─── Okunacak metin

Davalılardan … vekili cevap dilekçesinde özetle; dava konusu trafik kazası sonucunda müvekkilinin yaralandığını ve ameliyat olduğunu, sonraki süreçte fizik tedavi gördüğünü, yaklaşık 1 (bir) yıl boyunca mesleğini yapamadığını, kazadan sonra kendinde olmadığını, kazaya dair tanığının olmaması ve sadece kazaya karışan araçların olması sebebiyle trafik kazası tespit tutanağındaki kusur tespitinin hatalı olarak yapıldığını, müvekkilinin sol şeritten giderken polisin sağ şeritte yolu kapaması ve sol şeritteki araçların aniden yavaşlaması sebebiyle müvekkilinin polislere ve öndeki araçlara çarpmamak için frene bastığını ve sonrasında havanın da yağmurlu olmasının etkisiyle aracın kayarak refüje çıktığını, ancak idarenin kusurunun doğabileceği düşüncesi ile bu husustan hiçbir şekilde kaza tespit tutanağında bahsedilmediğini, bu nedenle öncelikle mahkemece ATK’dan kusur raporu alınması gerektiğini, kazada vefat eden …’nın kanser hastası olduğunu, bu nedenle … … Hastanesi’ne müzekkere yazılarak ilgilinin hastane kayıtlarının istenilmesini ve tazminat hesabı yapılırken müteveffanın kanser hastası olduğu hususunun da değerlendirilmesi gerektiğini belirterek; davanın reddine, yargılama giderleri ile vekalet ücretinin davacılar üzerinde bırakılmasına karar verilmesini talep etmiştir.
Davalılardan … Sigorta A.Ş. vekili ise cevap dilekçesinde özetle; … plakalı aracın müvekkili şirket nezdinde kaza tarihinde ZMMS (Zorunlu Trafik) sigortası ile sigortalı olduğunu, müvekkili şirketin sorumluluğunun sigorta limitleri dahilinde olduğunu, davacıların davayı açmadan önce müvekkili şirkete başvurarak poliçe teminatı kapsamında tazminat talebinde bulunduklarını ve söz konusu talep üzerine hasar dosyası oluşturularak gerekeli evrakların tamamlandığını, tazminat miktarının tayini için aktüer tarafından davacılardan … için tespit edilen 157.167,00-TL. ve davacılardan … için tespit edilen 2.140,00-TL. olmak üzere toplam 159.307,00-TL. tazminatın davacılara ödendiğini, yapılan bu ödemenin müvekkili şirket tarafından yaptırılan aktüer hesabına göre yapıldığını, dolayısıyla mahkemece davanın açılmasına sebebiyet vermeyen müvekkili şirket aleyhine yargılama giderleri ile vekalet ücretine hükmolunmamasını, kazadaki kusur durumunun tespiti bakımından ATK’dan kusur raporu alınması gerektiğini belirterek ve dilekçesinde açıkladığı diğer nedenlerle; davanın reddine, vekalet ücreti ve yargılama giderlerinin davacı ile diğer davalı tarafa yükletilmesine karar verilmesini talep etmiştir.

──────
─── Satırlar

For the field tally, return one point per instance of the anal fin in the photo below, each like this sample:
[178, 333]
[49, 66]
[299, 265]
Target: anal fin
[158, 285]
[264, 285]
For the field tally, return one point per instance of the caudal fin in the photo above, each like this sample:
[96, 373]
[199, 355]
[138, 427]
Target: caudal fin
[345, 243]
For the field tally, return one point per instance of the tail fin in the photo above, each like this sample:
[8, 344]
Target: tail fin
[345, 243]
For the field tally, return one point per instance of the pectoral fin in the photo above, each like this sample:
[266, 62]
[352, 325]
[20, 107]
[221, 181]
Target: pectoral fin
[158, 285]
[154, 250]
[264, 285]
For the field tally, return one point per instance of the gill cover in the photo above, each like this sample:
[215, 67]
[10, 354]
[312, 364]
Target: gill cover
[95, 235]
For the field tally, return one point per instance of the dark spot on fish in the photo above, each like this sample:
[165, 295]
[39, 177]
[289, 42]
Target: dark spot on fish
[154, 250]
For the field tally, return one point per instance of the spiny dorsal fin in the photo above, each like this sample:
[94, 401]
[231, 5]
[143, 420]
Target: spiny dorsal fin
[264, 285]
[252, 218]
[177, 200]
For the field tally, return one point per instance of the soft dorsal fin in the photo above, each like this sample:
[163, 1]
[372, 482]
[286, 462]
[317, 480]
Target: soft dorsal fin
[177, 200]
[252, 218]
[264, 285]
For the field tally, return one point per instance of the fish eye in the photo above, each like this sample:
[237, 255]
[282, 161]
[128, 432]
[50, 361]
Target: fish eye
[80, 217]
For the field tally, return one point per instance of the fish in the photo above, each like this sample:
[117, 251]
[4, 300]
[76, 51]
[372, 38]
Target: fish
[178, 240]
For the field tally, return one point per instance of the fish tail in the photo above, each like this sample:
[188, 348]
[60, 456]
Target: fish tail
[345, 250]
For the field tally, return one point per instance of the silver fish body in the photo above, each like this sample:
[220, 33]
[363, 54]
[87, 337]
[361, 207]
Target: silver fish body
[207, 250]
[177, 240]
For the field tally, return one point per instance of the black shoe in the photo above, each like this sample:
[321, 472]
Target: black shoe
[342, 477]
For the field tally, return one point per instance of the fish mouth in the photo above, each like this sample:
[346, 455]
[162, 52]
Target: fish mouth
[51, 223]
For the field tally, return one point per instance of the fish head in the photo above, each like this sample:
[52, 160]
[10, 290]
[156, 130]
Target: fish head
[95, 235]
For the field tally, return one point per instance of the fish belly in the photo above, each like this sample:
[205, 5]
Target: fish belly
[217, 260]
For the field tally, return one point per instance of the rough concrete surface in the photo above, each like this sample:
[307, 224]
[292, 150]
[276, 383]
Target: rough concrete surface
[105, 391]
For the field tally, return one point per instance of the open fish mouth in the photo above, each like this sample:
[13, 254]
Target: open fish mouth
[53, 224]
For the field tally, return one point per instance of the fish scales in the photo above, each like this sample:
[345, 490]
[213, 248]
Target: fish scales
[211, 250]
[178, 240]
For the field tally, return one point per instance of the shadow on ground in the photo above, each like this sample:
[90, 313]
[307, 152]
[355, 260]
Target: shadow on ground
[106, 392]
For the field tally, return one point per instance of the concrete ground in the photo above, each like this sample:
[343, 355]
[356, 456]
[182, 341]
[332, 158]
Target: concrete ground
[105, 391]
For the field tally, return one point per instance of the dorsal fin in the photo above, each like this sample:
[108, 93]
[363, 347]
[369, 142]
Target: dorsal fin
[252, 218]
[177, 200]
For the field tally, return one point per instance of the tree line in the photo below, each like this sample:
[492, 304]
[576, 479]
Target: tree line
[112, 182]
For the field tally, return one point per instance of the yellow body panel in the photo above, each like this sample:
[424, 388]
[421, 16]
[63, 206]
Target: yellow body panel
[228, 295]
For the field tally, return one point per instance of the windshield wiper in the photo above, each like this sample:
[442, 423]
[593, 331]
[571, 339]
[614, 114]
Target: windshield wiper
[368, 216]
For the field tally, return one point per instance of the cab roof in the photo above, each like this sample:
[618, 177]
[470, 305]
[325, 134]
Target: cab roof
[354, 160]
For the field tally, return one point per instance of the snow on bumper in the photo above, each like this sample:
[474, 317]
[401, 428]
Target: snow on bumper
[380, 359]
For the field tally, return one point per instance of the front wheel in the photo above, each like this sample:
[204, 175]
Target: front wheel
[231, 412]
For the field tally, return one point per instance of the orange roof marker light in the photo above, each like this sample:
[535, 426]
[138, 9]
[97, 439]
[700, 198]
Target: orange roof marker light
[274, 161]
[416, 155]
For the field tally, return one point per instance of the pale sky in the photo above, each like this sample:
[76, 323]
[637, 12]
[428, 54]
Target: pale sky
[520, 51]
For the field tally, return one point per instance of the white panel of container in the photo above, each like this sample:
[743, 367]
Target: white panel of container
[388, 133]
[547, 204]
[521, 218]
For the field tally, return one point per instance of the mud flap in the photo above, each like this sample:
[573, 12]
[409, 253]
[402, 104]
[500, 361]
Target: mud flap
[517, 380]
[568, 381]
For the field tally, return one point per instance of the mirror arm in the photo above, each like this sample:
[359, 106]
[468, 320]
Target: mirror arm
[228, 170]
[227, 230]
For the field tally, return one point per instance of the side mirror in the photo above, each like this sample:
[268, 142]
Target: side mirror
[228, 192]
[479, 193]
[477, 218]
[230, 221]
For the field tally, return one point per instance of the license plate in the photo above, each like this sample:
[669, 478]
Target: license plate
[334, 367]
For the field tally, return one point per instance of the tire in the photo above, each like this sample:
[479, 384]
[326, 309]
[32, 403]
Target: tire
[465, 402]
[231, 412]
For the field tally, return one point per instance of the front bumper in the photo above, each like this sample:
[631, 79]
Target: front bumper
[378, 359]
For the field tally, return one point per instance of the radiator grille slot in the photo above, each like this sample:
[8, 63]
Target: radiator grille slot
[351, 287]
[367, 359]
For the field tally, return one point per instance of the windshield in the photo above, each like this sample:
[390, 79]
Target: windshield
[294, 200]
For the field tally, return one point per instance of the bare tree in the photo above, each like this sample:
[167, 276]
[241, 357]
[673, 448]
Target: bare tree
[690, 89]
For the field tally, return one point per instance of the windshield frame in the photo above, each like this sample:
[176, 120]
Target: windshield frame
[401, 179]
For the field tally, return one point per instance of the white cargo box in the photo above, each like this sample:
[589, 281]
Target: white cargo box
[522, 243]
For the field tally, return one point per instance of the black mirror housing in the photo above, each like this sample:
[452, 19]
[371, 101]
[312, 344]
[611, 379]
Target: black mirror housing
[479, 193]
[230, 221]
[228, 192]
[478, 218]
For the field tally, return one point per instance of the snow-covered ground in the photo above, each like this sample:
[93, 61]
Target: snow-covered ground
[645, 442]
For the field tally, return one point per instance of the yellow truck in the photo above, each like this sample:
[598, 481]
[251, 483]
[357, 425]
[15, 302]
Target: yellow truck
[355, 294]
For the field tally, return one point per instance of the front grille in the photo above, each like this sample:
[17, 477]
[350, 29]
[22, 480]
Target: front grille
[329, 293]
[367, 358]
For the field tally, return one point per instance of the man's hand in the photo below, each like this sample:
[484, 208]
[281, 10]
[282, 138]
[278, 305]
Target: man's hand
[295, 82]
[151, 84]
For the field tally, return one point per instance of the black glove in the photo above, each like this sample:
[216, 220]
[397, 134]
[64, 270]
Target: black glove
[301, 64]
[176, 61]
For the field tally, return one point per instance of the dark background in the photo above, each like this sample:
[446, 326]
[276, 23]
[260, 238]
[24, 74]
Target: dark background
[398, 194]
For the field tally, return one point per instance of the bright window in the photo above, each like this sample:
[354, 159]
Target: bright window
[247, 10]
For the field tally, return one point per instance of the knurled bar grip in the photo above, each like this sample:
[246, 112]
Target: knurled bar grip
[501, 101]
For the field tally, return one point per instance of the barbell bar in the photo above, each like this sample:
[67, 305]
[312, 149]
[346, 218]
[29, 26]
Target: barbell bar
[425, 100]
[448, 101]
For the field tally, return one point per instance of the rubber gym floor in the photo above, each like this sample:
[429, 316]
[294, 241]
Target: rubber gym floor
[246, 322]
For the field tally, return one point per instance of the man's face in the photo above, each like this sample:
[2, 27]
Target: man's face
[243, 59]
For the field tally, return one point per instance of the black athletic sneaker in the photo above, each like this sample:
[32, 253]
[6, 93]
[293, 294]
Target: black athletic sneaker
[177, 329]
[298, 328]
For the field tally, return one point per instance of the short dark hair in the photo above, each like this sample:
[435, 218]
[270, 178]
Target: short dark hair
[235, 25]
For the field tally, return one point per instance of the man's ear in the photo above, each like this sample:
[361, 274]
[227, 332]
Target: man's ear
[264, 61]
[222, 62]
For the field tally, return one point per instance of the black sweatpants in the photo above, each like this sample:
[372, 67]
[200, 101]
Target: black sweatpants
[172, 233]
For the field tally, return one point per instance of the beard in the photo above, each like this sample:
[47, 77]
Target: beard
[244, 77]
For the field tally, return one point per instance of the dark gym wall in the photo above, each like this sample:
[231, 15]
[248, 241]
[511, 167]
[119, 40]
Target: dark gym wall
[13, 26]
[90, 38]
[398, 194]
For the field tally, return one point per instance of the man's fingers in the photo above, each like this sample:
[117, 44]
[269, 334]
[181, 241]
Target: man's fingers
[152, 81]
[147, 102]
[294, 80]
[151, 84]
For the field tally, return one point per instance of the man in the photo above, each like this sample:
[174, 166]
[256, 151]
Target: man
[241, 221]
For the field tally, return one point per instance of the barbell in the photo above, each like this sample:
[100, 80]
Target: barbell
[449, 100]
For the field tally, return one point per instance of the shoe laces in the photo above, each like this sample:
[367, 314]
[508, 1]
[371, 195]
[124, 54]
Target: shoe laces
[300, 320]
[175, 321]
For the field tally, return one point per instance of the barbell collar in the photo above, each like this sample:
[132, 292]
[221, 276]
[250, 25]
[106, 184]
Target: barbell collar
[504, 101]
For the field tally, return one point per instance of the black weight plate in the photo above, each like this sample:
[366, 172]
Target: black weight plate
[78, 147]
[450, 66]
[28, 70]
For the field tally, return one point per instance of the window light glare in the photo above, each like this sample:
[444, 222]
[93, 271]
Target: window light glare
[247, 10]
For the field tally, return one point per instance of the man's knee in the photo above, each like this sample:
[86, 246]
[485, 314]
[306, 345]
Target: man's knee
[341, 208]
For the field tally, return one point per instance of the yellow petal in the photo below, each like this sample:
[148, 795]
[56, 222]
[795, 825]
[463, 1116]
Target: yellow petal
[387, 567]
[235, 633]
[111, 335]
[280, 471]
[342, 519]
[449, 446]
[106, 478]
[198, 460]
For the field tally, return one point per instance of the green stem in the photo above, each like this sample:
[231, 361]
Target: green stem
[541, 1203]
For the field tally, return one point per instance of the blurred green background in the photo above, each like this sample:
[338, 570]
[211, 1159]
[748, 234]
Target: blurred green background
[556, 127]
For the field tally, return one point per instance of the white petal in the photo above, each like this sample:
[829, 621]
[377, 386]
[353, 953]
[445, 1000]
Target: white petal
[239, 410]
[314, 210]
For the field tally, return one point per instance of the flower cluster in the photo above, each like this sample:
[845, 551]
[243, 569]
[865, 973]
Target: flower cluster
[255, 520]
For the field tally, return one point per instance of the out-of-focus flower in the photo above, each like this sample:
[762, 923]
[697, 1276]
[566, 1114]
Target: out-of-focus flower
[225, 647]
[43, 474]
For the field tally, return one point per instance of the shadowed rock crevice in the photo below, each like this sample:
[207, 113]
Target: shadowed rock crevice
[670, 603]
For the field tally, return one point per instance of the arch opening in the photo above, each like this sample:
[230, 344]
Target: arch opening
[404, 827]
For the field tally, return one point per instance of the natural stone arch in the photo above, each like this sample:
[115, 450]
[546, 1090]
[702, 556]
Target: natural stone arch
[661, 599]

──────

### Görev gereksinimleri
Dava metninde geçen bütün para tutarlarını, metindeki yazımıyla sıralayın. Öğeler, metinden ayrı bir malzemedir.

### Sonuç
157.167,00-TL.
2.140,00-TL.
159.307,00-TL.